▶ GIVEN PASSAGE
-=-=-=-=-

# Box Tops



## alaric (Aug 28, 2007)

I need lots of them for school, can you guys give me some?

Okay for real... a friend and I just made two boxes, about 6ft long each. Before we made them, we thought that we were set with our top... well it turns out the place we were going to get out plastic from just jacked their prices, and we don't want to pay $175+. Anyone know of any good materials for a box topsheet, and a place to order it?


----------



## Slaughterhouse (Aug 17, 2007)

How about some plexi-glass or Lexan from Home Depot?


----------



## boarderaholic (Aug 13, 2007)

Lexan is expensive though. Try the plexi-glass, but when you drill it, be careful not to crack it. Backcountryfun (I think it was) tried it, and the top blew up on him. (I think!!!)


----------



## Guest (Jan 29, 2008)

Slaughterhouse said:


> How about some plexi-glass or Lexan from Home Depot?


plexi-glass sticks same with lexan... youve gotta use UHMWPE or Ultra High Molecular Weight Polyethylene which is the base of your board called p-tex... thought id give the full name for when your lookin for some of it bcus p-tex will prolly get you nowhere in home depot...


----------



## Guest (Nov 25, 2008)

i made a box this weekend and i used puck board for the top it was $80 for a 4x8 foot piece at the home and garden coop, me and a friend shared it my box was only 7 inches by about 7 feet so it was very reasonable


----------



## Guest (Nov 25, 2008)

My mom has a sign shop and I use scraps of plexi for my stuff. I think it works great


----------



## sedition (Feb 8, 2007)

Alaric, where the hell have you been?


----------



## jmacphee9 (Nov 11, 2008)

Slaughterhouse said:


> How about some plexi-glass or Lexan from Home Depot?


lexan blows...go to your local hockey rink. prob wwont work but they may have left over boards. im gettin some cuz i work there:cheeky4:

but for now were using formica which i was told will be really good, cuz i cant get the boards for a few more months..


----------



## Extremo (Nov 6, 2008)

-=-=-=-=-

▶ DATA
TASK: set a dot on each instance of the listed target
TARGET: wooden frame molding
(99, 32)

-=-=-=-=-

▶ STATED TASK 1
Rewrite the box tops thread from "Lexan is expensive" to "him. (I think!!!)", putting "acrylic" in place of "plexi-glass".
▶ STATED TASK 2
In the box tops thread, what did the poster who used puck board pay for a 4x8 foot piece?

▶ EXPECTED OUTPUT 1
Lexan is expensive though. Try the acrylic, but when you drill it, be careful not to crack it. Backcountryfun (I think it was) tried it, and the top blew up on him. (I think!!!)

▶ EXPECTED OUTPUT 2
$80